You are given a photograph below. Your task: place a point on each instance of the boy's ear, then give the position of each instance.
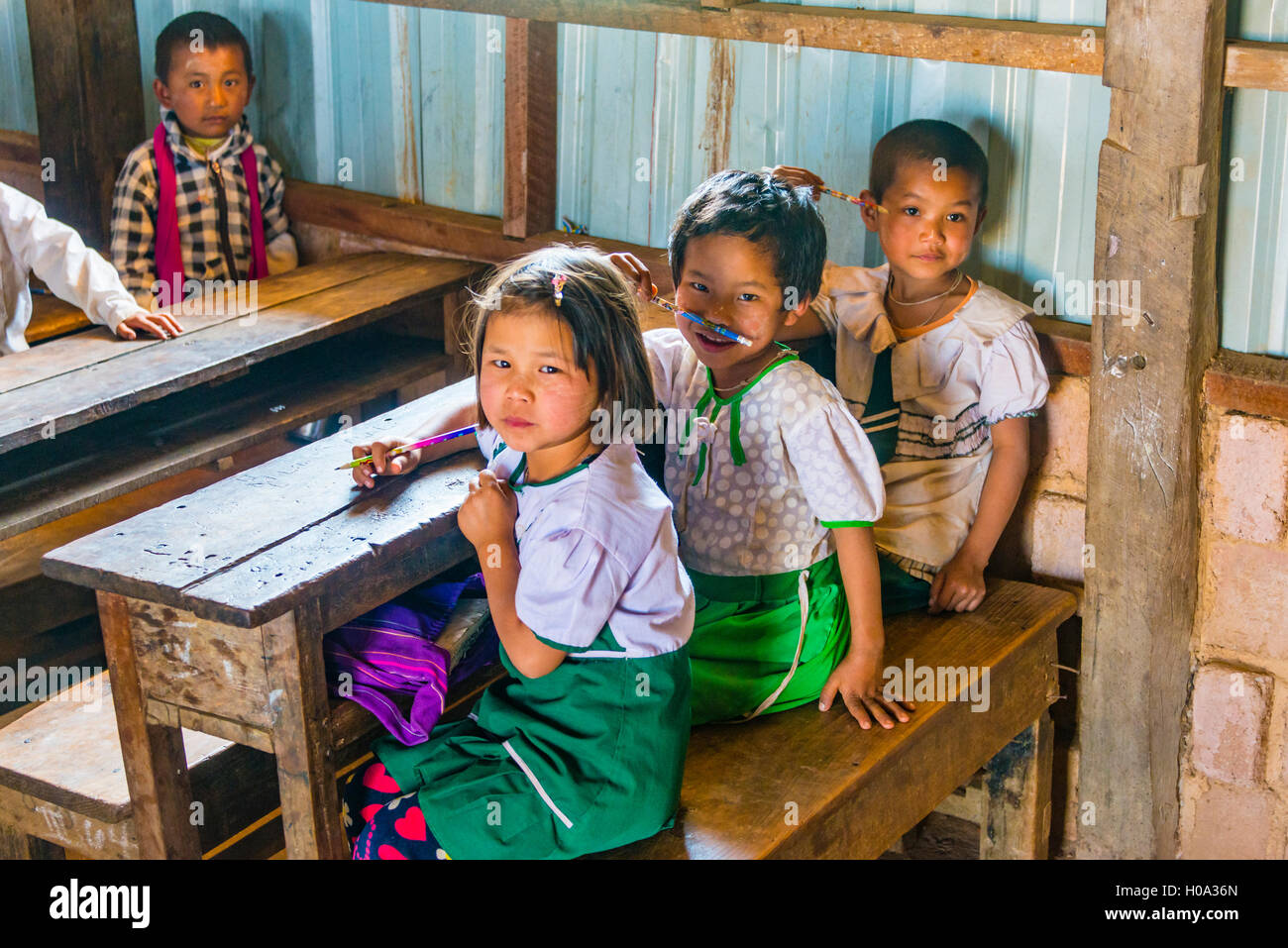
(797, 312)
(162, 91)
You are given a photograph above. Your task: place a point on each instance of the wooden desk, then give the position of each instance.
(214, 607)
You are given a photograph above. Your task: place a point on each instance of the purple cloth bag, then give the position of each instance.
(390, 651)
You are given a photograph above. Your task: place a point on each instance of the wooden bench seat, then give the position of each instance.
(89, 466)
(86, 376)
(807, 785)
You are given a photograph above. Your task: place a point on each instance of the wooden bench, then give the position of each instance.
(809, 785)
(138, 424)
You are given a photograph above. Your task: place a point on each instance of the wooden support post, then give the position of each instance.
(89, 108)
(1017, 818)
(301, 736)
(156, 768)
(1155, 230)
(531, 85)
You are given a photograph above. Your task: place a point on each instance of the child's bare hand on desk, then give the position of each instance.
(799, 178)
(380, 463)
(161, 325)
(858, 679)
(636, 273)
(958, 586)
(487, 515)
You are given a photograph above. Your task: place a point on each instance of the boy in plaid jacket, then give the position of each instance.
(184, 202)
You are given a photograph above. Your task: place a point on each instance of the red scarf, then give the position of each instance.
(168, 254)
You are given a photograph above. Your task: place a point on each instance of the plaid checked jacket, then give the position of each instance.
(205, 237)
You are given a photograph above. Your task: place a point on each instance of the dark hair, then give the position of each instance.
(215, 33)
(764, 210)
(927, 140)
(597, 308)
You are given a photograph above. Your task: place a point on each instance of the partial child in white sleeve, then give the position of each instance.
(941, 371)
(33, 243)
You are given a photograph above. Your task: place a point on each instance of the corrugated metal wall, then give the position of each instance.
(408, 103)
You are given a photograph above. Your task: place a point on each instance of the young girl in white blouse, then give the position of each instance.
(774, 484)
(941, 369)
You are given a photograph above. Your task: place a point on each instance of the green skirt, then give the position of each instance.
(581, 760)
(747, 652)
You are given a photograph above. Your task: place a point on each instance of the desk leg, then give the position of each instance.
(301, 736)
(1018, 796)
(156, 768)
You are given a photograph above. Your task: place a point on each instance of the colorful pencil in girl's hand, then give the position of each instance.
(851, 198)
(404, 449)
(704, 324)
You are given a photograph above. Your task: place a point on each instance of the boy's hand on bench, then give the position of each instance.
(958, 586)
(799, 178)
(160, 325)
(365, 474)
(857, 679)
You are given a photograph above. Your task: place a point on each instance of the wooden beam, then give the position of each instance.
(1250, 64)
(1249, 384)
(531, 89)
(1020, 44)
(1056, 47)
(89, 108)
(1155, 223)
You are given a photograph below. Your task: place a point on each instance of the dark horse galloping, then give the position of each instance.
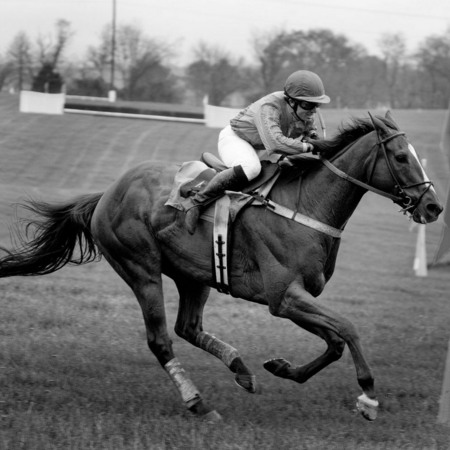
(274, 261)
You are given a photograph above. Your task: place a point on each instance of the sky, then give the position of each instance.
(228, 24)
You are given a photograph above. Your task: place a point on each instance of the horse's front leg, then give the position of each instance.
(299, 306)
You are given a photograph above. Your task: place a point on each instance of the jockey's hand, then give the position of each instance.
(307, 147)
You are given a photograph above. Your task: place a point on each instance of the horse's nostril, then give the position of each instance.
(435, 208)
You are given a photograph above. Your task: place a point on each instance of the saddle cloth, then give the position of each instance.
(191, 177)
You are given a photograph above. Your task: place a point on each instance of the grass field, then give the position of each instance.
(75, 371)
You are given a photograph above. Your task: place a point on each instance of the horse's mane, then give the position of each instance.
(347, 134)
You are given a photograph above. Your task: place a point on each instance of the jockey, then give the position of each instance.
(278, 123)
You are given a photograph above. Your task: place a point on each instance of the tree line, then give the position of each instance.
(143, 70)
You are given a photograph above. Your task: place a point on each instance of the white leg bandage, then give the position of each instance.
(188, 391)
(225, 352)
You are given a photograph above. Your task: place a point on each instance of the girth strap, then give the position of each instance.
(300, 218)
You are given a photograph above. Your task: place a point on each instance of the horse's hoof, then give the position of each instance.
(246, 382)
(277, 366)
(212, 417)
(368, 407)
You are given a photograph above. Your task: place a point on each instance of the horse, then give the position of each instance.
(274, 260)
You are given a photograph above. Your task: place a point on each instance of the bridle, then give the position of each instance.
(402, 198)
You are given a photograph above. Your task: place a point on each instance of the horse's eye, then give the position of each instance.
(401, 157)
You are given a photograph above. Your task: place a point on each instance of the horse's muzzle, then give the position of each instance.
(427, 212)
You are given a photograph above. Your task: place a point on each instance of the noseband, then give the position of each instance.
(402, 198)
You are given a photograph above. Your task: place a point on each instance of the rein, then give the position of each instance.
(403, 199)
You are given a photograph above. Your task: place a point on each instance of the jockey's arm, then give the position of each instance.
(268, 125)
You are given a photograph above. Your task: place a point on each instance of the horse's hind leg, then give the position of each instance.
(141, 269)
(193, 297)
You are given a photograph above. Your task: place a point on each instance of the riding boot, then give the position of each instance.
(233, 178)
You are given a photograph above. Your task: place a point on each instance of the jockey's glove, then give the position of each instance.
(307, 147)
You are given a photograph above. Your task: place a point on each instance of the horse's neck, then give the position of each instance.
(323, 195)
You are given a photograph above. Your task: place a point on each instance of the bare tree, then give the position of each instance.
(393, 48)
(214, 73)
(142, 66)
(49, 51)
(19, 54)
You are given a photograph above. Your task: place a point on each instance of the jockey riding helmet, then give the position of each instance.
(304, 85)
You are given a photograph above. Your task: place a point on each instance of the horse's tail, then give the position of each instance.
(55, 235)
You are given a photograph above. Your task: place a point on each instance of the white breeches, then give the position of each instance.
(234, 151)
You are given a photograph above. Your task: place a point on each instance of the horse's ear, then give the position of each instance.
(379, 126)
(391, 119)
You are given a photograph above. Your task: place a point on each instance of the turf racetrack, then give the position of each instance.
(75, 371)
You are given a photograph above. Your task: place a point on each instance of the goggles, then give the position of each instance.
(307, 106)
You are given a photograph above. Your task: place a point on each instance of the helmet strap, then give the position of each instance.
(289, 100)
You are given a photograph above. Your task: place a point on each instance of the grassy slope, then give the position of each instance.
(74, 368)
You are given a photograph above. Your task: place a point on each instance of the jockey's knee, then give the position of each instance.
(251, 170)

EXERCISE DETAILS>
Exactly reproduce each record, leaving out any pictures.

COMPLETED TASK>
You are given a photograph below. Your task: place a point on each instance of the boy's ear, then give the position of each instance.
(797, 312)
(162, 91)
You are given a photograph above. Your task: place a point on each instance of the wooden desk, then give the position of each instance.
(214, 607)
You are given a photograph above. Your task: place a point on each instance of the purple cloth bag, then give the position of each instance.
(390, 651)
You are given a photograph above. Your task: place a point on each instance of the wooden bench seat, then give the position of each instance.
(89, 466)
(86, 376)
(807, 785)
You are given a photograph above. Your task: place a point on each instance of the wooden bench, then give the position of each instance.
(809, 785)
(138, 424)
You are given a photograph above. Your task: place a point on each instance of the wooden support post, then give the position of each instance.
(89, 108)
(1017, 818)
(301, 736)
(156, 768)
(1155, 230)
(531, 85)
You are given a photograph above. Your task: place a point on each instance of the child's bare hand on desk, then give the position of each instance.
(799, 178)
(380, 463)
(161, 325)
(858, 679)
(636, 273)
(958, 586)
(487, 515)
You are given a photograph above. Your task: place a point on each instance of the boy in plaid jacket, then give the position of each instance.
(184, 202)
You are given a photograph above. Your task: place a point on each instance of the red scarf, then give the position of each instance.
(168, 254)
You are given a photograph above. Your task: place a point on each instance of the plaid checked jacket, then give the position of each instance.
(205, 237)
You are given a photograph above. Your task: place a point on each instance of the dark hair, then give the position of each instance.
(215, 33)
(764, 210)
(927, 140)
(597, 308)
You are given a photograph above. Your task: place a point on each instance of the partial child in white sleeve, then give the position of each instance.
(941, 371)
(33, 243)
You are given a photograph above. Your task: place a point on each instance of the corrugated metal wall, then give the position of each instance.
(408, 103)
You are given a photograph above. Your task: place a point on each instance of the young girl in white blouse, then give the position of each instance.
(774, 484)
(941, 369)
You are given a photograph above. Your task: place a point on each instance of the green skirt, then give the position of each instance.
(581, 760)
(747, 652)
You are given a photograph above. Your task: place a point on each instance of the desk leg, then give the position of each instance.
(301, 736)
(1018, 796)
(156, 768)
You are given a photograph above. Your task: place a point on each instance of the colorful pencil in girl's hand, then give the position of each instance.
(851, 198)
(404, 449)
(704, 324)
You are given a photograph above. Your task: place a point on each instance of the boy's hand on bench, then give the position of each instance.
(958, 586)
(799, 178)
(160, 325)
(365, 474)
(857, 679)
You are given a photograph above. Your task: place a point on each instance of the wooden beam, then give the position of each instance.
(1250, 64)
(1249, 384)
(531, 89)
(1020, 44)
(1056, 47)
(89, 108)
(1155, 223)
You are given a photograph below. Your task: place a point on each instance of the dark horse galloping, then give the position of each instance.
(274, 261)
You are given a photograph above. Your task: place a point on each instance of the sky, then give the position of each instance.
(228, 24)
You are given a photograph above. Your task: place a point on each instance of the horse's front leg, then give the position of each instance.
(299, 306)
You are given a photograph above. Your task: place a point on each instance of the jockey's hand, then give the position of each instance.
(307, 147)
You are given a photograph above. Your task: place a point on each instance of the horse's nostril, then give the position of each instance.
(435, 208)
You are given a photograph above. Your task: place a point on each instance of the saddle cloth, then give the position of each instance.
(191, 177)
You are given a photograph above. Your task: place a point on each instance of the grass field, then give the position of each instance.
(75, 371)
You are given a photograph above. Your task: place a point on each instance of the horse's mane, then give the position of each instance.
(347, 134)
You are given a photograph above. Your task: place a point on each instance of the jockey, then give the position of each instance.
(278, 123)
You are given a photograph above. Your task: place a point on each instance of the tree line, then give the position of each instance.
(143, 70)
You are given a photograph above. Your task: place a point on each instance of the white leg bandage, then give the position of each instance.
(188, 391)
(225, 352)
You are given a photograph above. Your task: place a point on each instance of the girth strap, then give the position of each instance.
(300, 218)
You are given a photograph above. Your task: place a point on each instance of the horse's hoof, then give the position of each instance.
(246, 382)
(277, 366)
(212, 417)
(368, 407)
You are given a photograph above. Your task: place a point on each instance of the horse, then give the position of each instance.
(274, 260)
You are given a photograph above. Your task: place a point on each instance of the bridle, then give the position of each instance.
(402, 198)
You are given a photograph above. Your task: place a point on each instance of the horse's eye, then give the position of each instance.
(401, 157)
You are given a photograph above. Your task: place a point on each instance of the horse's muzzle, then give the position of each instance.
(427, 212)
You are given a photograph above. Your task: place a point on each instance of the noseband, then give the position of each instance.
(402, 198)
You are given a photograph above. Your task: place a point on each instance of the rein, then give the position of each instance.
(403, 199)
You are given a photograph above. Your task: place a point on each instance of the jockey's arm, then give the position of each instance.
(268, 125)
You are given a photograph above. Your task: place a point on each instance of the horse's hind leg, then give the position of each instance.
(141, 269)
(193, 297)
You are given a photograph above. Your task: place a point on each instance of the riding boot, then give the position of each instance.
(233, 178)
You are given a photograph above. Your task: place a point on each instance of the jockey's glove, then give the position of each instance.
(307, 147)
You are given a photograph above. Your task: place a point on each instance of the horse's neck, then give the position of each instance.
(323, 195)
You are given a photograph above. Your task: place a point on each instance of the bare tree, then give the position of each instance.
(393, 48)
(214, 73)
(142, 66)
(49, 51)
(19, 54)
You are given a photograph above. Your task: place a point on each instance of the jockey riding helmet, then give the position of each instance.
(304, 85)
You are given a photograph above. Your task: place a point on each instance of the horse's tail, then give the position of each instance.
(55, 235)
You are given a photograph above. Your task: place a point on each instance of the white breeches, then give the position of each instance.
(234, 151)
You are given a photograph above. Your task: place a point on each instance of the horse's ear, then give the position of each instance.
(379, 126)
(391, 119)
You are given a photograph above. Your task: place a point on each instance of the turf racetrack, then give the position of each instance.
(75, 371)
You are given a photograph above. Your task: place a point on each instance of the goggles, then give the position of each instance.
(307, 106)
You are given a photograph above. Your task: place a point on each instance of the helmet strap, then give the position of each instance.
(289, 100)
You are given a photograph above. Your task: place a point on each instance of the grassy slope, then give the position of each instance.
(74, 368)
You are given a photograph above. Your task: place a point on each instance of the jockey's knee, then give the position of each instance.
(251, 170)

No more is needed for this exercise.